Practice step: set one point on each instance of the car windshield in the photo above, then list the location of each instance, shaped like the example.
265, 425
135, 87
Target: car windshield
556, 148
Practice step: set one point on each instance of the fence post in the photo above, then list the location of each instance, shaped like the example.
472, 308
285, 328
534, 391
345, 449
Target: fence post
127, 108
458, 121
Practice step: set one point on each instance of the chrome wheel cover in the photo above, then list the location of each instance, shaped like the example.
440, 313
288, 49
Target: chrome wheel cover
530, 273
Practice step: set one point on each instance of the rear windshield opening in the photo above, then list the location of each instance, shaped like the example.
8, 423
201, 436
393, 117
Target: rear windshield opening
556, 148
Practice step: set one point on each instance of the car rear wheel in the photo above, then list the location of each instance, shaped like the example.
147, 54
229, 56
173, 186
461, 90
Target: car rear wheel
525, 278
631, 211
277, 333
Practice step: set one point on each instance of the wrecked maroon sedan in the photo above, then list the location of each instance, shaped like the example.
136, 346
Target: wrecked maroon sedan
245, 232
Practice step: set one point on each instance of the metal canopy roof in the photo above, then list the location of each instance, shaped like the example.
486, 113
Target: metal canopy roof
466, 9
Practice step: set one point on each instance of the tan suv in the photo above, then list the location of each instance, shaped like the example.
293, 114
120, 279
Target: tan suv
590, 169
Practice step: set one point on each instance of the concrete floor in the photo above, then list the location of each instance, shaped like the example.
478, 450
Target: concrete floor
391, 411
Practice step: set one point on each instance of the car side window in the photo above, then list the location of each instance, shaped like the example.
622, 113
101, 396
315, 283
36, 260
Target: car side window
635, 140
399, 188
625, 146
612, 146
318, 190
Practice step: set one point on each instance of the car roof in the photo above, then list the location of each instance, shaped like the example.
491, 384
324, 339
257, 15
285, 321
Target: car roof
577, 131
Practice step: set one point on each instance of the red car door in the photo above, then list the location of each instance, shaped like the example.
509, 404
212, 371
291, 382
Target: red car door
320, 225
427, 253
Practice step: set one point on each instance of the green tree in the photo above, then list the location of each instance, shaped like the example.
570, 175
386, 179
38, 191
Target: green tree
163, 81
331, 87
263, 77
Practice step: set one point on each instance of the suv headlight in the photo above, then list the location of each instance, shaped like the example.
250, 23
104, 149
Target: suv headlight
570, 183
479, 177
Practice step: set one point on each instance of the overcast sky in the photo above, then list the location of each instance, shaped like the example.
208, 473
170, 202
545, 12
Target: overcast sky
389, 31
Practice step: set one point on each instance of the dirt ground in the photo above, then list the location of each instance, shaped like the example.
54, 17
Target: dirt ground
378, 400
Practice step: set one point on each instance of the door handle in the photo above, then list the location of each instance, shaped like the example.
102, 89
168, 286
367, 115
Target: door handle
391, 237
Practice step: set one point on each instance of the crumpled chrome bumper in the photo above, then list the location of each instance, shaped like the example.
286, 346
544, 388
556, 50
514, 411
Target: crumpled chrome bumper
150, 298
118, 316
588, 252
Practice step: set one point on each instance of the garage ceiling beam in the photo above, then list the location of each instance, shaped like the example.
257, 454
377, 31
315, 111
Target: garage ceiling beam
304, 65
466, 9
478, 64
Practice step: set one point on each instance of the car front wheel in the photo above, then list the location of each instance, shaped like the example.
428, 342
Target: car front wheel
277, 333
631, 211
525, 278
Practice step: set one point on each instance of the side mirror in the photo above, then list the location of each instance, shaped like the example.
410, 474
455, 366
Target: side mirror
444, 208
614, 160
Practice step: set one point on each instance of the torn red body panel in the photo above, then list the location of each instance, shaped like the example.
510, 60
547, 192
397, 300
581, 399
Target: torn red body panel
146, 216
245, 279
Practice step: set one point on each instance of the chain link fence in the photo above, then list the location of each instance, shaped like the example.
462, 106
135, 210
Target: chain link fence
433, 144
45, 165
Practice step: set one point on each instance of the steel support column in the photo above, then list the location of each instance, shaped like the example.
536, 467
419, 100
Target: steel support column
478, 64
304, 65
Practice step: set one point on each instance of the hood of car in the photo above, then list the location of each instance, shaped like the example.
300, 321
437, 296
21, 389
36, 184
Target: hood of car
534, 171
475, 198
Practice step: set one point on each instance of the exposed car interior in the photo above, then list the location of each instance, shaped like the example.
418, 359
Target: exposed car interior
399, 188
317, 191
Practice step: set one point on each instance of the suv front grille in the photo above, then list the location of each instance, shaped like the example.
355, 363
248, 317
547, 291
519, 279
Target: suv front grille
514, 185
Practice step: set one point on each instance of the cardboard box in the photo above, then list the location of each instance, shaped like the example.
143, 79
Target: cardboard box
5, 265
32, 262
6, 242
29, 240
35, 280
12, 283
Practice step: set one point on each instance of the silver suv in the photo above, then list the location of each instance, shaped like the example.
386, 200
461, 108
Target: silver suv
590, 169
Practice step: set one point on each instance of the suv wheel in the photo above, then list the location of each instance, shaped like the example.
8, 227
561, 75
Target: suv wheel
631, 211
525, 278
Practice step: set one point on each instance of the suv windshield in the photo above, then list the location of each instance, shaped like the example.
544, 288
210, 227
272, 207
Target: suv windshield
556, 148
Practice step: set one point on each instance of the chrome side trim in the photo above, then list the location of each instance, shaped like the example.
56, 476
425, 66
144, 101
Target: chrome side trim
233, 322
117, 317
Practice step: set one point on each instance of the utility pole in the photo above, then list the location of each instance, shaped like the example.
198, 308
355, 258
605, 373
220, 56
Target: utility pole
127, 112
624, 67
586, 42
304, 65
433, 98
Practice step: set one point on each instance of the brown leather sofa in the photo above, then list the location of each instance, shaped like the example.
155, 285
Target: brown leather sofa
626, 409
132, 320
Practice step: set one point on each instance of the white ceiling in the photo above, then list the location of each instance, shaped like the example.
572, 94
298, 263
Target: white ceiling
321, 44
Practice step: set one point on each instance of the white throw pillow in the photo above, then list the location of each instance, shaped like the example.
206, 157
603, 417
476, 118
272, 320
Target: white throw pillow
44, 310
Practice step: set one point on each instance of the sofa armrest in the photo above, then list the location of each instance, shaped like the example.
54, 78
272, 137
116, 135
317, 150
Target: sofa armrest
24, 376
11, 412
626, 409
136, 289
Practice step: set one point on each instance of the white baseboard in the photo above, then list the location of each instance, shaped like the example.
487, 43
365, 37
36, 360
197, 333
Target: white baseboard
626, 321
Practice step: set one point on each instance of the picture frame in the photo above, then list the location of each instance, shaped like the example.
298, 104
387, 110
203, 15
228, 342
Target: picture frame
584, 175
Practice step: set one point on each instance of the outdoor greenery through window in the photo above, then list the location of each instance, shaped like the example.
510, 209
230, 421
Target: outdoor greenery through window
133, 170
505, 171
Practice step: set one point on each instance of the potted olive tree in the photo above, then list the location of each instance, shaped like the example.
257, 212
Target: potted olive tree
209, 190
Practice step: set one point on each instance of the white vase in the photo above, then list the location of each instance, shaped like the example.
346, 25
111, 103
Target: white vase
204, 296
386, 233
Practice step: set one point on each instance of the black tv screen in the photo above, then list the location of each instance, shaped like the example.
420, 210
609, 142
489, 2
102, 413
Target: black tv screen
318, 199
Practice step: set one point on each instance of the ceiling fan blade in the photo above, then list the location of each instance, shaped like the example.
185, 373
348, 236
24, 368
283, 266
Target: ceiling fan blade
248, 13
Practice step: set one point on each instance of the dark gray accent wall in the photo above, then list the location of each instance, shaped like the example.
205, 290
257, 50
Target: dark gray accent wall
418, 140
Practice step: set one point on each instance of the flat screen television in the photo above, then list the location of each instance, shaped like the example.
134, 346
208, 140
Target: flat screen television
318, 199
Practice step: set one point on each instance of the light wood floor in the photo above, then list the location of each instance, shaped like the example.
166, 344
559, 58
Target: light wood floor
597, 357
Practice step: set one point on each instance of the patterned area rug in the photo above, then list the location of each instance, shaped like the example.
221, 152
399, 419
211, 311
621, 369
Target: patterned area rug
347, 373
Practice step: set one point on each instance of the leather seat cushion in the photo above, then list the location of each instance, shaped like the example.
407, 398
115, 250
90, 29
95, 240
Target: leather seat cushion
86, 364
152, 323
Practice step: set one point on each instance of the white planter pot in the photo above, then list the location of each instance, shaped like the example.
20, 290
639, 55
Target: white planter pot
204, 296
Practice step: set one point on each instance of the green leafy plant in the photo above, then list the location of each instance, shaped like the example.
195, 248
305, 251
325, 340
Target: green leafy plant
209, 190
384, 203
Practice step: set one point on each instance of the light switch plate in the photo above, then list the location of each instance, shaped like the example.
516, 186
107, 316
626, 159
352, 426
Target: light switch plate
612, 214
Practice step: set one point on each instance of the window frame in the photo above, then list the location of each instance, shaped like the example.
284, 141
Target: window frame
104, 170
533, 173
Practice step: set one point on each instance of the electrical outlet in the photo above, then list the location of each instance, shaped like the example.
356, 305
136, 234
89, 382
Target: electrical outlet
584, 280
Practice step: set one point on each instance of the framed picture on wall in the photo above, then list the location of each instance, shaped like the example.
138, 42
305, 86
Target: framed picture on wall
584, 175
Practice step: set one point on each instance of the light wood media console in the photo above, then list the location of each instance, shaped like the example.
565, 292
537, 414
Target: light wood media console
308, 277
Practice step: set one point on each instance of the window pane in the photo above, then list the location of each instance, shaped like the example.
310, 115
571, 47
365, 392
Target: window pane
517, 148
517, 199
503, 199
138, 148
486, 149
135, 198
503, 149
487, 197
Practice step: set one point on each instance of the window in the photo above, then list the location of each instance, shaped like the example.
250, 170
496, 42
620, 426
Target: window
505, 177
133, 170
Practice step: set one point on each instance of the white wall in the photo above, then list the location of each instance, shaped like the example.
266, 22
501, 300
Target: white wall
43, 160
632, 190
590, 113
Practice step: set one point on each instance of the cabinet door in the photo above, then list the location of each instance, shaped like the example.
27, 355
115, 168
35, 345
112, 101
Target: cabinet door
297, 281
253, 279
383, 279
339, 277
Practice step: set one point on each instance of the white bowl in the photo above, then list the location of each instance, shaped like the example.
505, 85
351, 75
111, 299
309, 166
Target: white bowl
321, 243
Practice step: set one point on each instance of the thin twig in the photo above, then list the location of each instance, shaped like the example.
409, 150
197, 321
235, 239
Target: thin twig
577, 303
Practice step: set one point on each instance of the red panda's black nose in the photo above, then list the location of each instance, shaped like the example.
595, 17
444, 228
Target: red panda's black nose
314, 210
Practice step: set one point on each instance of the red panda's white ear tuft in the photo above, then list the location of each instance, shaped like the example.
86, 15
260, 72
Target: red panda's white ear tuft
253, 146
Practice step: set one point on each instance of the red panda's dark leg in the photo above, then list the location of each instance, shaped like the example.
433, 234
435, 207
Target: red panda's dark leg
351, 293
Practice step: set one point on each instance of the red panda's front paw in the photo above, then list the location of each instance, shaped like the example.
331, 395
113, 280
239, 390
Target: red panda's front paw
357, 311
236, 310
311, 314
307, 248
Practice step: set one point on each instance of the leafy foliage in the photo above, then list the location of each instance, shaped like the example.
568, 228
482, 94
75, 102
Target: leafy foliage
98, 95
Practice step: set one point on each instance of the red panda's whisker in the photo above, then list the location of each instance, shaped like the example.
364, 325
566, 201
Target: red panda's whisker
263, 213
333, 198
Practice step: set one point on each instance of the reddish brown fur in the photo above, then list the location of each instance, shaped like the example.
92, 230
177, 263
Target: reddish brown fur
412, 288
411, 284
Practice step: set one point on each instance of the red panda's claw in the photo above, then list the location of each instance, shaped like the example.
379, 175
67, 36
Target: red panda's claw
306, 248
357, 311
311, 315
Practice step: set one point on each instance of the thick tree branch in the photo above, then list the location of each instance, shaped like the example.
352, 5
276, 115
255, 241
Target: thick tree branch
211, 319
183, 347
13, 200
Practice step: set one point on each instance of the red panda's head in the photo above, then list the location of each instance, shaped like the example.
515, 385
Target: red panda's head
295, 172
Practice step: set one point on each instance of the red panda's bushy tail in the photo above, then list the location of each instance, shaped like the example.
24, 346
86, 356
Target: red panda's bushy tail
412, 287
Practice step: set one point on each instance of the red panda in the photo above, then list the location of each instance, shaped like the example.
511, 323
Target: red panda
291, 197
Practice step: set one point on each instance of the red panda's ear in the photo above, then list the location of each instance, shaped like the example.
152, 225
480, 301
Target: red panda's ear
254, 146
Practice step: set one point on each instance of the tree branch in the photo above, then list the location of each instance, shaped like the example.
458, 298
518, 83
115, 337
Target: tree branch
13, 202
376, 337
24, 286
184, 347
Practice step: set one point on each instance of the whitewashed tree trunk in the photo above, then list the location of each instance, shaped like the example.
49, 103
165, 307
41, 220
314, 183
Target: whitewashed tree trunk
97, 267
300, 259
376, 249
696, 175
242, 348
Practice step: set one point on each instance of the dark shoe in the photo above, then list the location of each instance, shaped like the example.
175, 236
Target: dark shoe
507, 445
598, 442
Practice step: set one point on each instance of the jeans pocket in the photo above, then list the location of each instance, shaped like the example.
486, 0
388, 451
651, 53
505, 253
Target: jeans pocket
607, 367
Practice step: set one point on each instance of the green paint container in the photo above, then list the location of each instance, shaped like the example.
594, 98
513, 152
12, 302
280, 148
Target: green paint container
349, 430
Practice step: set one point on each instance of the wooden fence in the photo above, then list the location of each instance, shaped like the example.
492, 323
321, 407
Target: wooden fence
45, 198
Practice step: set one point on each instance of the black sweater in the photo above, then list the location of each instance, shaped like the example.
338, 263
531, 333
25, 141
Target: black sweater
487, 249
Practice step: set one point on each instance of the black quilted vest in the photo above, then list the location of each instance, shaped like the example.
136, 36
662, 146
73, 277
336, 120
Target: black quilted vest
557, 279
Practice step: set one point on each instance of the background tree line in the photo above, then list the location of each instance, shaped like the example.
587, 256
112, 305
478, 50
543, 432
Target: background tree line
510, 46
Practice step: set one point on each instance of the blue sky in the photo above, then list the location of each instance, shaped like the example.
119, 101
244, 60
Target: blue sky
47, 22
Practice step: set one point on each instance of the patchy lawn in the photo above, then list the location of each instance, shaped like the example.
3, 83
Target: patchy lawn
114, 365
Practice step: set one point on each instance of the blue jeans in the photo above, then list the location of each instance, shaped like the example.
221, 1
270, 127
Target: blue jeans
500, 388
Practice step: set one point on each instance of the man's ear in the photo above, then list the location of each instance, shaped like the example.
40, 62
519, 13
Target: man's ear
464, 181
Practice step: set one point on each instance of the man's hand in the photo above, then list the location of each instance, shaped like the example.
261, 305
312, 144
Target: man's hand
--------
→ Work instructions
Starting at the line that contains "the blue jeans", copy each line exactly through the end of the listing above. Include that first line and the last one, and add nothing.

→ Answer to the problem
Practice step: set one point on each instance of the blue jeans in the photo above, then list the location of each instance, shaped like the example.
221, 1
270, 127
Target: blue jeans
500, 388
Practice step: set one point on each instance of the man's ear in the photo above, then list the location of each instance, shaped like the example.
40, 62
519, 13
Target: man's ear
464, 181
Practice step: set one point on each instance of the man's hand in the photo above, then list the location of each instance, shaped like the example.
261, 305
312, 144
Target: man's hand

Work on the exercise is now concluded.